Extract to read:

## Start

Wilson Beach was born about 1823 in Ohio and came to Los Angeles sometime in the 1850s, where he was listed in the 1860 census as a stock raiser with Pennsylvania native Jacob Metzker. The two self-reported a combined $12,000 value of their personal property, presumably the bulk of this reflected in the cattle herds. As noted earlier, though, the floods and droughts were on the horizon, and, in an 1867 voter registration list, Beach's occupation was given as farmer. By the early 1870s, though, he decided to become a livery (horse) stable keeper and partnered with George R. Butler.
Butler, was born in New York, about 1836 and seems to have come to Los Angeles during the 1860s. In the 1870 census, he is listed as owner of a livery stable on Main Street in Los Angeles, and took on Beach as a partner. Butler was also the city treasurer of the town during the early part of decade. In July 1874, the Los Angeles Herald ran a short article noting that the two were selling their stable to Macy and Wilson for $14,000, so that the paid could "devote their time and attention to sheep-raising upon their extensive ranch."
Sheep ranching, in fact, became a growing part of the local economy from the mid-1860s onward (though it existed before that), as such transplants from central and northern California as James Irvine and the Bixby brothers bought cheap ranch land during the droughts of 1863-64 and stocked them with sheep. With the economy growing by leaps and bounds, it made sense for Beach and Butler to quit the livery stable business and head out to Los Nogales, where they almost certainly occupied the Ramon Vejar Adobe as their headquarters.

## End

Provided records:
## Start

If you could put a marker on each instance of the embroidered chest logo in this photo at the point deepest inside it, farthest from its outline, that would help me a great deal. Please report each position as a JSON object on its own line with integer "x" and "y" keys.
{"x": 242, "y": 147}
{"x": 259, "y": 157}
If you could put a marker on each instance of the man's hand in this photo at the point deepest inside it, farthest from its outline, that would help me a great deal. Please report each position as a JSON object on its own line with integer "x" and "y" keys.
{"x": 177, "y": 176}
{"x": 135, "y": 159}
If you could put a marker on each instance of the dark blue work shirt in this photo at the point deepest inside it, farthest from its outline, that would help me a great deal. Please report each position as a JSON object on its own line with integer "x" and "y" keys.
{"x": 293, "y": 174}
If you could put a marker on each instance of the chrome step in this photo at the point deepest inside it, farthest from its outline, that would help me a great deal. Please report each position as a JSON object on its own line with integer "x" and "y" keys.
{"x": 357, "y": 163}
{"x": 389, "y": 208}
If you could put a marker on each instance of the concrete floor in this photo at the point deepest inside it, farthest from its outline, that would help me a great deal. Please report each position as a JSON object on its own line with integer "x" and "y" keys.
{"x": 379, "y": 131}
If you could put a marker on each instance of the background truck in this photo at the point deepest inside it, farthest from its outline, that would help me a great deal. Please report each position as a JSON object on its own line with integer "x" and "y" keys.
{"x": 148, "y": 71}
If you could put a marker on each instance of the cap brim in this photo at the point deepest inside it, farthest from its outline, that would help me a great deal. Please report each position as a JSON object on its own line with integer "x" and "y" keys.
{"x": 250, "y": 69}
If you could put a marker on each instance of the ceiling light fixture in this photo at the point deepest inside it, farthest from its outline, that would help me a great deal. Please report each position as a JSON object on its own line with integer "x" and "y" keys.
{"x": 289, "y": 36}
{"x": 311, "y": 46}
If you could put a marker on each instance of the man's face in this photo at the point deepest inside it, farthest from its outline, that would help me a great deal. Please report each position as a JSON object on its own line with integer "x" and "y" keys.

## End

Written instruction 1: Write out the part of the Beach and Butler history starting at "Wilson Beach was" and ending at "George R. Butler.".
Written instruction 2: Continue the history of Wilson Beach and George Butler after its final sentence.
The records have nothing to do with the Beach and Butler history.

Exercise output 1:
Wilson Beach was born about 1823 in Ohio and came to Los Angeles sometime in the 1850s, where he was listed in the 1860 census as a stock raiser with Pennsylvania native Jacob Metzker. The two self-reported a combined $12,000 value of their personal property, presumably the bulk of this reflected in the cattle herds. As noted earlier, though, the floods and droughts were on the horizon, and, in an 1867 voter registration list, Beach's occupation was given as farmer. By the early 1870s, though, he decided to become a livery (horse) stable keeper and partnered with George R. Butler.

Exercise output 2:
Unfortunately for them, the economy soon crashed. San Francisco speculators with stock from silver mines at Virginia City, Nevada created a massive bubble that burst in late August 1875 causing the suspension of the Bank of California, whose president was found the day after floating in San Francisco Bay. The telegraph brought the news to Los Angeles, where the town's two commercial banks, Farmers and Merchants and Temple and Workman suspended operations for a month after a panic led depositors to swarm the banks demanding their deposits. While the former reopened with no damage to its operations, Temple and Workman remained closed until a loan could be made, but that, too, failed to stem the tide, and the bank succumbed in early 1876. Los Angeles fell into a lengthy downturn that lasted well into the 1880s and led to a population decline, a phenomenon not witnessed since.
Not surprisingly, Butler decided to sell out at Los Nogales. In June 1876, he sold off 1/3 shares of his holdings to his former partner Beach and to Charles M. Wright and Spencer H. Wilson--for a total of $64,000. He then returned to his old profession, opening the Fashion Livery Stable in Los Angeles, which he operated for years afterward. In May 1893, however, while riding his horse-drawn wagon in the city, he was bucked off the vehicle and was mortally wounded, dying a few days later.
As for Los Nogales, a new phase of its ownership will come with the next phase of this post . . .
According to the city, it still has plans for a reservoir for future water supply, a proposal that has met with opposition from environmental groups, as well as the City of Brea, which lies below the project site. Meantime, the cities of Diamond Bar (which has its city limits within the smaller section at the north end of the Canyon, essentially north of Grand Avenue) and Chino Hills (with its boundaries basically south of Grand and taking up a larger portion of Tonner) have zoned smaller areas within Tonner Canyon to meet state mandates for affordable housing. These "place-marker" actions are not indicative of concrete plans to allow for construction of these units, but merely comply with the law requiring zoning for them.
As our region continued to develop, pressures are increasing for housing and other forms of development in those last bastions of open space--namely the canyons and steeper hill areas that constitute the last remaining native animal and plant habitats, but also provide some of the greatest risks for natural disasters including fire, flood, landslides and so forth.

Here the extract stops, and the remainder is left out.